What the task asks
Begin at the top of the records below and return each line exactly through the line with "Each point like <point>324,78</point>.". Skip pictures.
━━ Data to use ━━
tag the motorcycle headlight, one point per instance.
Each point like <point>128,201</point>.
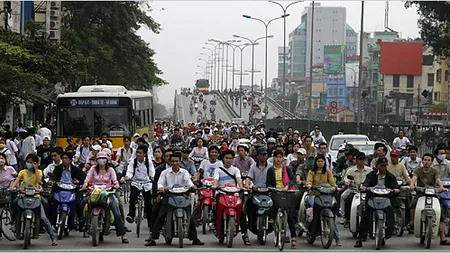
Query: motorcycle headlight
<point>430,191</point>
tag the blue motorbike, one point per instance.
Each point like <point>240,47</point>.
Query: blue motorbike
<point>444,198</point>
<point>65,202</point>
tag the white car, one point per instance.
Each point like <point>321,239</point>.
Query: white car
<point>337,140</point>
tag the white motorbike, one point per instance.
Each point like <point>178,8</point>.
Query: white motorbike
<point>427,215</point>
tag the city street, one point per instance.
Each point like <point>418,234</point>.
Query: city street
<point>76,243</point>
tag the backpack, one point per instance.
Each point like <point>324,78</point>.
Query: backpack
<point>121,153</point>
<point>147,165</point>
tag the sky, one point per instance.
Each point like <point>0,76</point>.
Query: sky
<point>187,25</point>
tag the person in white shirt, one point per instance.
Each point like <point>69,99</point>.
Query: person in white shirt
<point>56,158</point>
<point>104,139</point>
<point>323,149</point>
<point>411,161</point>
<point>212,164</point>
<point>401,142</point>
<point>44,131</point>
<point>318,138</point>
<point>141,172</point>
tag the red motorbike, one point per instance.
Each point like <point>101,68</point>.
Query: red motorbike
<point>228,214</point>
<point>206,203</point>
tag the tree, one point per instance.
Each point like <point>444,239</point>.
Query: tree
<point>434,24</point>
<point>105,34</point>
<point>29,68</point>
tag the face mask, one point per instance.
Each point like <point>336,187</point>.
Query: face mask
<point>29,165</point>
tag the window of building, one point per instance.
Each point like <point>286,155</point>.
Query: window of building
<point>410,81</point>
<point>396,81</point>
<point>431,80</point>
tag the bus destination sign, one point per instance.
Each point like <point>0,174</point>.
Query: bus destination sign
<point>95,102</point>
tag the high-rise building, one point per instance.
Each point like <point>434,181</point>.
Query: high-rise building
<point>281,62</point>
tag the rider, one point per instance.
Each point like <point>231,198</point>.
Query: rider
<point>101,175</point>
<point>210,165</point>
<point>141,172</point>
<point>401,142</point>
<point>411,161</point>
<point>167,180</point>
<point>359,173</point>
<point>379,176</point>
<point>423,176</point>
<point>317,176</point>
<point>282,178</point>
<point>31,175</point>
<point>67,173</point>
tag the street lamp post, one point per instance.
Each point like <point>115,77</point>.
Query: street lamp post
<point>253,43</point>
<point>266,25</point>
<point>284,51</point>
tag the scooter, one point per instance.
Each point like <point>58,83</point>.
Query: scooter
<point>179,216</point>
<point>228,214</point>
<point>324,213</point>
<point>444,198</point>
<point>262,202</point>
<point>356,210</point>
<point>65,200</point>
<point>206,203</point>
<point>100,216</point>
<point>427,215</point>
<point>29,216</point>
<point>379,204</point>
<point>400,211</point>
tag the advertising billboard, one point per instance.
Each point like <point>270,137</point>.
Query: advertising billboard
<point>333,59</point>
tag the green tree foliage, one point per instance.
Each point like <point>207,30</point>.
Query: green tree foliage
<point>434,24</point>
<point>105,34</point>
<point>29,68</point>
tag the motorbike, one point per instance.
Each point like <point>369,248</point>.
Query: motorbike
<point>400,211</point>
<point>228,214</point>
<point>197,161</point>
<point>379,203</point>
<point>206,203</point>
<point>65,201</point>
<point>427,215</point>
<point>323,222</point>
<point>29,216</point>
<point>357,208</point>
<point>178,218</point>
<point>100,215</point>
<point>263,203</point>
<point>444,198</point>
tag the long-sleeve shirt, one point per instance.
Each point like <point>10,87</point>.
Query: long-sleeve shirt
<point>196,152</point>
<point>169,178</point>
<point>143,176</point>
<point>102,179</point>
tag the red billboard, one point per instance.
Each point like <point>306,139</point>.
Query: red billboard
<point>401,58</point>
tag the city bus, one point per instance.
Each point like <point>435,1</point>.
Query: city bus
<point>97,109</point>
<point>202,85</point>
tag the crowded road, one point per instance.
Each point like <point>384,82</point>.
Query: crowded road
<point>76,243</point>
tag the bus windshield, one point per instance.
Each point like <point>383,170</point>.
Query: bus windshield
<point>73,121</point>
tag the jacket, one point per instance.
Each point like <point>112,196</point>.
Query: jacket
<point>75,172</point>
<point>372,179</point>
<point>271,178</point>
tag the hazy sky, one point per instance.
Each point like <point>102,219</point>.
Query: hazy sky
<point>187,25</point>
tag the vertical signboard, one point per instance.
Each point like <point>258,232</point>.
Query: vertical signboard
<point>333,59</point>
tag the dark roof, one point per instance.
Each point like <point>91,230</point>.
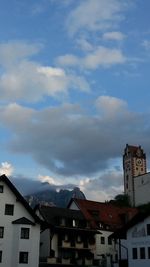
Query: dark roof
<point>105,213</point>
<point>50,214</point>
<point>139,217</point>
<point>133,150</point>
<point>23,220</point>
<point>19,197</point>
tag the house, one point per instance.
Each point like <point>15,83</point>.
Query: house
<point>66,237</point>
<point>19,228</point>
<point>106,218</point>
<point>137,236</point>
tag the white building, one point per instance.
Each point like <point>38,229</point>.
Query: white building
<point>136,177</point>
<point>106,218</point>
<point>142,189</point>
<point>137,234</point>
<point>134,164</point>
<point>19,228</point>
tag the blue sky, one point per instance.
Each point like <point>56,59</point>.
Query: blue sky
<point>74,89</point>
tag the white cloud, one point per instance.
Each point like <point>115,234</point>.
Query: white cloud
<point>146,44</point>
<point>104,57</point>
<point>116,36</point>
<point>111,106</point>
<point>48,179</point>
<point>23,79</point>
<point>93,15</point>
<point>69,142</point>
<point>84,44</point>
<point>104,188</point>
<point>100,57</point>
<point>6,168</point>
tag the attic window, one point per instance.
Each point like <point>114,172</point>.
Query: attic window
<point>95,214</point>
<point>1,188</point>
<point>9,209</point>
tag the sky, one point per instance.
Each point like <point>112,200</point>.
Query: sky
<point>74,90</point>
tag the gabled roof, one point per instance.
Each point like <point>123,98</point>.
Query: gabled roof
<point>139,217</point>
<point>105,213</point>
<point>19,197</point>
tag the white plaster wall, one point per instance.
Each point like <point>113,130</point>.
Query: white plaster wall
<point>142,189</point>
<point>11,244</point>
<point>137,242</point>
<point>45,246</point>
<point>73,206</point>
<point>55,245</point>
<point>104,248</point>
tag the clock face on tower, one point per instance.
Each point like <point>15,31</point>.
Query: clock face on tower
<point>139,162</point>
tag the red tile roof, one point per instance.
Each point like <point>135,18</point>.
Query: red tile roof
<point>105,213</point>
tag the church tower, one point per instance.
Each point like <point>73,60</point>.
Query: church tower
<point>134,164</point>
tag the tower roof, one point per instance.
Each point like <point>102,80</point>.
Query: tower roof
<point>134,151</point>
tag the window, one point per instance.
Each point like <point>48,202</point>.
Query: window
<point>134,253</point>
<point>109,241</point>
<point>9,209</point>
<point>102,240</point>
<point>1,231</point>
<point>25,233</point>
<point>1,188</point>
<point>148,229</point>
<point>0,255</point>
<point>23,257</point>
<point>142,253</point>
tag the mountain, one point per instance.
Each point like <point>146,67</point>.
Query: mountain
<point>54,198</point>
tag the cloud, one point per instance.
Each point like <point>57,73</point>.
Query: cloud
<point>95,15</point>
<point>69,142</point>
<point>146,44</point>
<point>26,80</point>
<point>84,44</point>
<point>6,168</point>
<point>100,57</point>
<point>48,179</point>
<point>116,36</point>
<point>29,185</point>
<point>111,106</point>
<point>103,188</point>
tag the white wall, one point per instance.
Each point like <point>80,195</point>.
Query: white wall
<point>142,189</point>
<point>11,244</point>
<point>136,238</point>
<point>45,243</point>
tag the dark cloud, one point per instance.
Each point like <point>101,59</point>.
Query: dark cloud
<point>29,185</point>
<point>69,142</point>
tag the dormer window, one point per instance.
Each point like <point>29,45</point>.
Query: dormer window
<point>9,209</point>
<point>62,221</point>
<point>1,188</point>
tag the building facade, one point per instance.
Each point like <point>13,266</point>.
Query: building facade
<point>66,238</point>
<point>134,165</point>
<point>19,228</point>
<point>136,234</point>
<point>106,218</point>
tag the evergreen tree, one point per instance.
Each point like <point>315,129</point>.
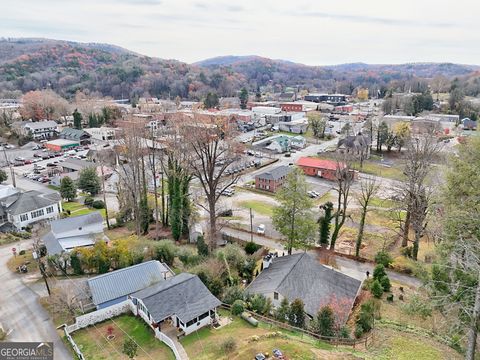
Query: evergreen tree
<point>68,189</point>
<point>243,98</point>
<point>89,181</point>
<point>77,120</point>
<point>324,224</point>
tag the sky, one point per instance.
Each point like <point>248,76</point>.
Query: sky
<point>310,32</point>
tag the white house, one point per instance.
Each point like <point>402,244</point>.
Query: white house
<point>182,302</point>
<point>21,209</point>
<point>40,129</point>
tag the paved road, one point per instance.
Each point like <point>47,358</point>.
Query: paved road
<point>350,267</point>
<point>20,311</point>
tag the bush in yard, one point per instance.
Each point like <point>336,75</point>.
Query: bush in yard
<point>379,272</point>
<point>385,282</point>
<point>251,248</point>
<point>384,258</point>
<point>165,251</point>
<point>238,307</point>
<point>98,204</point>
<point>376,289</point>
<point>130,348</point>
<point>325,322</point>
<point>233,293</point>
<point>228,345</point>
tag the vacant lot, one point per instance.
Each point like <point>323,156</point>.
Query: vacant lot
<point>93,341</point>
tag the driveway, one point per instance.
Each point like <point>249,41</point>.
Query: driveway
<point>20,311</point>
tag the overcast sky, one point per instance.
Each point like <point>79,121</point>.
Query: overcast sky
<point>311,32</point>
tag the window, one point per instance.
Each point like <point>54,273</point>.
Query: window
<point>37,213</point>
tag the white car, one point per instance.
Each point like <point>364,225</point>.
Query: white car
<point>261,229</point>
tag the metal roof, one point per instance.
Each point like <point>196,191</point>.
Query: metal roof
<point>183,295</point>
<point>126,281</point>
<point>301,276</point>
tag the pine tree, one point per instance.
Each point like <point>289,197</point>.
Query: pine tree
<point>68,189</point>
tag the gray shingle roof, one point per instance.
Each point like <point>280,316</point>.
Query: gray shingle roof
<point>301,276</point>
<point>275,173</point>
<point>126,281</point>
<point>20,203</point>
<point>183,295</point>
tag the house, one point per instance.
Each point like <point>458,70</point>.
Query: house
<point>61,144</point>
<point>19,210</point>
<point>80,136</point>
<point>181,301</point>
<point>39,130</point>
<point>114,287</point>
<point>70,233</point>
<point>299,276</point>
<point>273,179</point>
<point>326,169</point>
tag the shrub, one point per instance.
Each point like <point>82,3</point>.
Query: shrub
<point>165,251</point>
<point>251,248</point>
<point>384,258</point>
<point>379,272</point>
<point>228,345</point>
<point>238,307</point>
<point>385,282</point>
<point>376,289</point>
<point>98,204</point>
<point>232,293</point>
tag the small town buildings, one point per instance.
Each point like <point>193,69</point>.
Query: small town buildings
<point>61,144</point>
<point>273,179</point>
<point>114,287</point>
<point>38,130</point>
<point>18,209</point>
<point>326,169</point>
<point>181,301</point>
<point>300,276</point>
<point>80,136</point>
<point>74,232</point>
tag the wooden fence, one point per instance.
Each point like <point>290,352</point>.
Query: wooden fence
<point>336,341</point>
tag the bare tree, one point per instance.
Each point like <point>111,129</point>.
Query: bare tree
<point>212,150</point>
<point>344,178</point>
<point>368,189</point>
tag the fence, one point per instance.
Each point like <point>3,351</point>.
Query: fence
<point>332,340</point>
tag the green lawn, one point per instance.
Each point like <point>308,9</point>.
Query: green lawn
<point>206,344</point>
<point>258,206</point>
<point>77,209</point>
<point>94,345</point>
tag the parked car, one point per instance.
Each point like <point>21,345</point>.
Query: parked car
<point>261,229</point>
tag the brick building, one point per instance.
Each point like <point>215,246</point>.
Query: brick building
<point>273,179</point>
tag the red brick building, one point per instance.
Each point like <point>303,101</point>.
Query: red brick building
<point>321,168</point>
<point>272,180</point>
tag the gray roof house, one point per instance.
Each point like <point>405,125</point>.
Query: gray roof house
<point>22,209</point>
<point>303,277</point>
<point>183,299</point>
<point>80,231</point>
<point>114,287</point>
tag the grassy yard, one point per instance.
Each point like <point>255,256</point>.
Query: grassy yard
<point>94,345</point>
<point>77,209</point>
<point>258,206</point>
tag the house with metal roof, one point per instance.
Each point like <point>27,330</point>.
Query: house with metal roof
<point>299,276</point>
<point>182,302</point>
<point>114,287</point>
<point>19,210</point>
<point>271,180</point>
<point>70,233</point>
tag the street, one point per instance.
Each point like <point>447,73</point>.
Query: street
<point>20,312</point>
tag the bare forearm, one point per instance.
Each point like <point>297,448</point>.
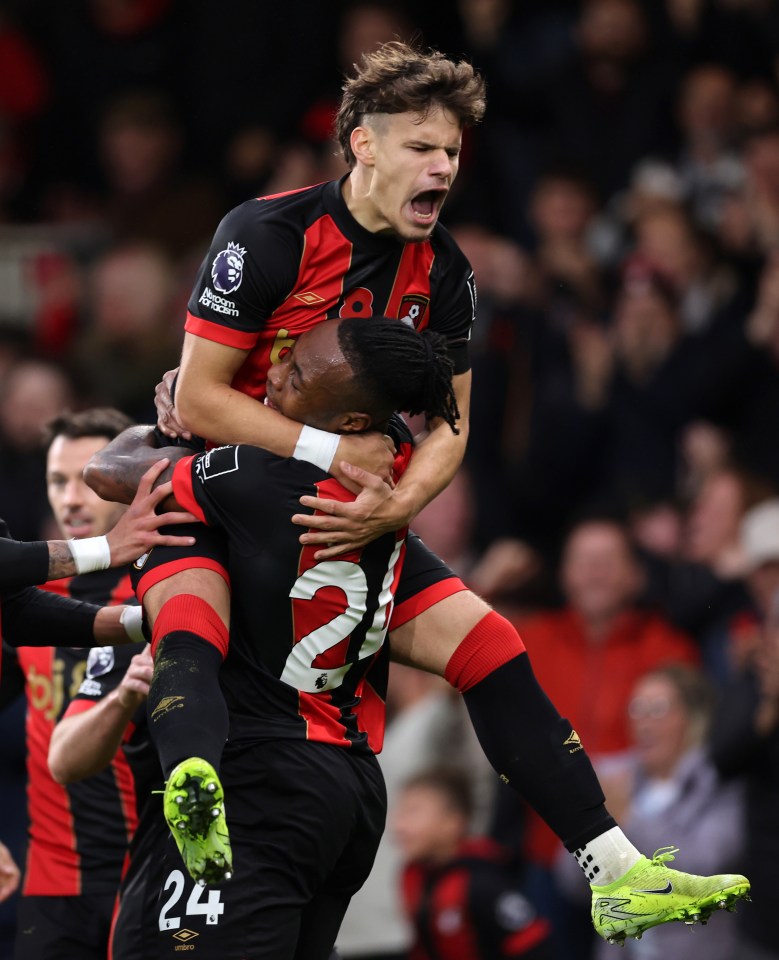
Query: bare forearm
<point>435,462</point>
<point>84,744</point>
<point>115,471</point>
<point>225,415</point>
<point>108,628</point>
<point>437,458</point>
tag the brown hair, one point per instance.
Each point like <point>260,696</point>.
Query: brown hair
<point>95,422</point>
<point>397,78</point>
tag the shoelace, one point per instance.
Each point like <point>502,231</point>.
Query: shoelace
<point>664,855</point>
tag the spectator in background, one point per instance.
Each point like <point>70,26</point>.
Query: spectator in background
<point>562,209</point>
<point>702,589</point>
<point>760,547</point>
<point>605,641</point>
<point>31,393</point>
<point>745,744</point>
<point>425,722</point>
<point>667,781</point>
<point>669,240</point>
<point>149,196</point>
<point>458,894</point>
<point>608,107</point>
<point>708,164</point>
<point>375,926</point>
<point>131,331</point>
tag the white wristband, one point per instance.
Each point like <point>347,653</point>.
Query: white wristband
<point>90,554</point>
<point>317,447</point>
<point>132,621</point>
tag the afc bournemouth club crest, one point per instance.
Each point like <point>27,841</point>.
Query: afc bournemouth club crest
<point>227,268</point>
<point>413,308</point>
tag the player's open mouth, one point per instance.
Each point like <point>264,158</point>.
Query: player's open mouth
<point>425,205</point>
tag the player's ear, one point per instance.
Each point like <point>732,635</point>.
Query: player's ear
<point>355,423</point>
<point>362,141</point>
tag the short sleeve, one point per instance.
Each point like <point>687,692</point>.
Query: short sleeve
<point>248,271</point>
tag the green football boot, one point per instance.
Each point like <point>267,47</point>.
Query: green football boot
<point>651,893</point>
<point>193,803</point>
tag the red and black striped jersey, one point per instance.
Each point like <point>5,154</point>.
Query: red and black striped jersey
<point>280,264</point>
<point>470,909</point>
<point>78,833</point>
<point>307,658</point>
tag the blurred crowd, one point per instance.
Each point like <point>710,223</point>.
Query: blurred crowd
<point>620,497</point>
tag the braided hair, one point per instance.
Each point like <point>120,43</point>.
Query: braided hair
<point>398,368</point>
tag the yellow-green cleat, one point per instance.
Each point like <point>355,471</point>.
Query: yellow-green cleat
<point>193,803</point>
<point>651,893</point>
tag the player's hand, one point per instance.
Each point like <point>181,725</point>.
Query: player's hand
<point>9,873</point>
<point>342,527</point>
<point>138,529</point>
<point>134,688</point>
<point>372,452</point>
<point>167,419</point>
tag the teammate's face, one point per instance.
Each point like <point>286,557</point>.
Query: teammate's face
<point>405,168</point>
<point>77,509</point>
<point>312,382</point>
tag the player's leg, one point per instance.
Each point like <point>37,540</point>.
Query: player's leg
<point>323,915</point>
<point>457,635</point>
<point>186,598</point>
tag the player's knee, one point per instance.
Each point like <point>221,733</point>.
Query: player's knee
<point>188,613</point>
<point>490,644</point>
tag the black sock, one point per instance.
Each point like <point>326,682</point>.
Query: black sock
<point>186,708</point>
<point>535,751</point>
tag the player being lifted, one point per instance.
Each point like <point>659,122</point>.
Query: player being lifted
<point>371,244</point>
<point>306,796</point>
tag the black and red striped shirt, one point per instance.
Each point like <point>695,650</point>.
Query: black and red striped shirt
<point>278,265</point>
<point>78,833</point>
<point>307,658</point>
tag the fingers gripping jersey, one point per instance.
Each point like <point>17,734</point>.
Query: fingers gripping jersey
<point>307,657</point>
<point>279,265</point>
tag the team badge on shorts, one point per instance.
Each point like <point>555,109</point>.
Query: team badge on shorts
<point>99,661</point>
<point>227,268</point>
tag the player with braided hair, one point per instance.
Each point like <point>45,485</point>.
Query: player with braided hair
<point>370,244</point>
<point>293,717</point>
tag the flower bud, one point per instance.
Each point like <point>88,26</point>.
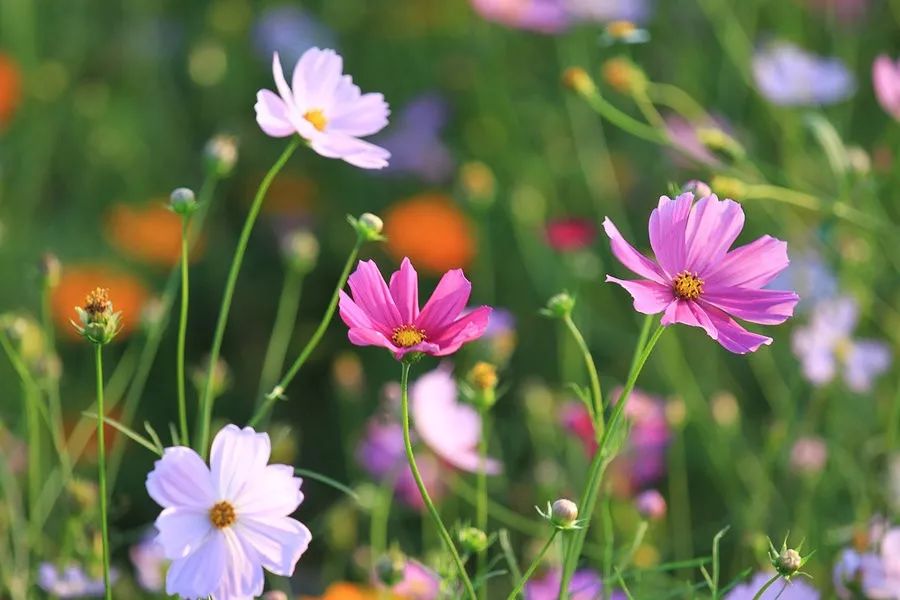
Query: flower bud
<point>221,155</point>
<point>560,306</point>
<point>473,540</point>
<point>182,201</point>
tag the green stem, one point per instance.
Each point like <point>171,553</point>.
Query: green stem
<point>407,443</point>
<point>600,461</point>
<point>532,567</point>
<point>207,400</point>
<point>596,393</point>
<point>182,333</point>
<point>101,469</point>
<point>282,329</point>
<point>278,391</point>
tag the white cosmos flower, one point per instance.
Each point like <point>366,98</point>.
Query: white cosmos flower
<point>222,524</point>
<point>326,109</point>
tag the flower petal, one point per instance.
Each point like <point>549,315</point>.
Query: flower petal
<point>668,222</point>
<point>278,543</point>
<point>649,297</point>
<point>182,530</point>
<point>768,307</point>
<point>752,265</point>
<point>272,115</point>
<point>712,227</point>
<point>236,459</point>
<point>405,291</point>
<point>181,479</point>
<point>445,304</point>
<point>629,257</point>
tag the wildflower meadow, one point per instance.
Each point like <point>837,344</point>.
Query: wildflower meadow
<point>450,300</point>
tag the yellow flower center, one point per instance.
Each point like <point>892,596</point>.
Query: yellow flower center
<point>222,515</point>
<point>687,286</point>
<point>407,336</point>
<point>317,118</point>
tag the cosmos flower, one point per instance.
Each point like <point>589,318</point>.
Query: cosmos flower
<point>414,140</point>
<point>448,427</point>
<point>290,31</point>
<point>825,345</point>
<point>570,234</point>
<point>790,76</point>
<point>886,81</point>
<point>432,230</point>
<point>71,582</point>
<point>585,585</point>
<point>326,109</point>
<point>795,589</point>
<point>223,524</point>
<point>696,280</point>
<point>378,315</point>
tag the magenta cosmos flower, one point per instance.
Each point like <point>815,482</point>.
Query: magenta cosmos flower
<point>389,316</point>
<point>326,109</point>
<point>696,280</point>
<point>222,524</point>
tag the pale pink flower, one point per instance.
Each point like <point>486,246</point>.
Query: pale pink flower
<point>696,280</point>
<point>389,316</point>
<point>222,525</point>
<point>326,109</point>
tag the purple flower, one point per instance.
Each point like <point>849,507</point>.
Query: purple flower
<point>789,76</point>
<point>415,143</point>
<point>326,109</point>
<point>825,345</point>
<point>886,81</point>
<point>449,428</point>
<point>289,31</point>
<point>795,589</point>
<point>223,524</point>
<point>696,280</point>
<point>71,582</point>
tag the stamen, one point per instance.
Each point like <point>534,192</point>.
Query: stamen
<point>407,336</point>
<point>687,286</point>
<point>222,515</point>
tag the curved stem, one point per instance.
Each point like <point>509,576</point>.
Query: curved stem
<point>407,443</point>
<point>182,334</point>
<point>207,400</point>
<point>101,469</point>
<point>532,567</point>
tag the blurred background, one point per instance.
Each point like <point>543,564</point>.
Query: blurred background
<point>498,168</point>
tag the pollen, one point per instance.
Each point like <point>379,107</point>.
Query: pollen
<point>222,515</point>
<point>407,336</point>
<point>687,286</point>
<point>317,118</point>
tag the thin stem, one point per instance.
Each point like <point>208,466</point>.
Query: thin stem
<point>532,567</point>
<point>101,469</point>
<point>207,400</point>
<point>600,461</point>
<point>278,391</point>
<point>182,333</point>
<point>435,516</point>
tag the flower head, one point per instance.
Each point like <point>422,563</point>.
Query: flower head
<point>223,524</point>
<point>790,76</point>
<point>326,109</point>
<point>696,280</point>
<point>389,316</point>
<point>886,81</point>
<point>826,345</point>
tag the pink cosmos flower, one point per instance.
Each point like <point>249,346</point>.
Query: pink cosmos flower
<point>696,280</point>
<point>326,109</point>
<point>886,81</point>
<point>378,315</point>
<point>222,524</point>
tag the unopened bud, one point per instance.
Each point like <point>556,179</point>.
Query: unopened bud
<point>473,540</point>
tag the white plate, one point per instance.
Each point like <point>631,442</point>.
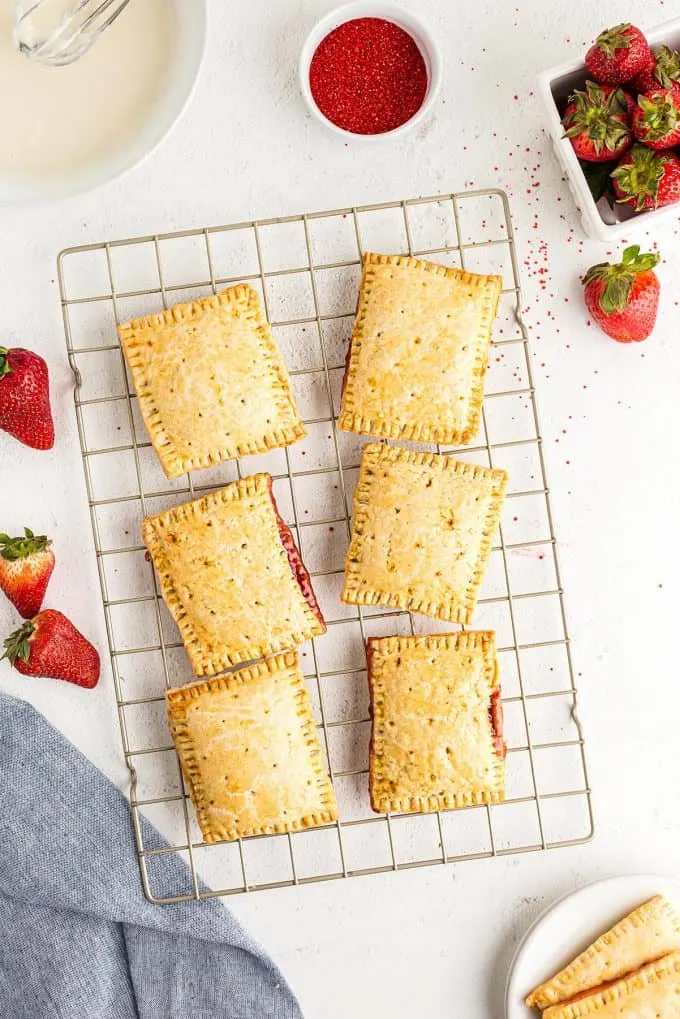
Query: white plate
<point>573,923</point>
━━━
Answer section
tag the motorcycle headlight, one point per instance.
Each point like <point>128,201</point>.
Query: motorcycle headlight
<point>430,191</point>
tag the blue motorbike, one point per instance.
Each point like <point>240,47</point>.
Query: blue motorbike
<point>444,198</point>
<point>65,202</point>
tag the white car, one point per instance.
Each point like <point>321,239</point>.
Query: white car
<point>337,140</point>
tag the white motorbike, one point per instance.
Each point like <point>178,8</point>.
Query: white motorbike
<point>427,215</point>
tag the city street, one point per instance.
Each point like <point>418,234</point>.
Query: city street
<point>76,243</point>
tag the backpack, one point per instance.
Each point like <point>324,78</point>.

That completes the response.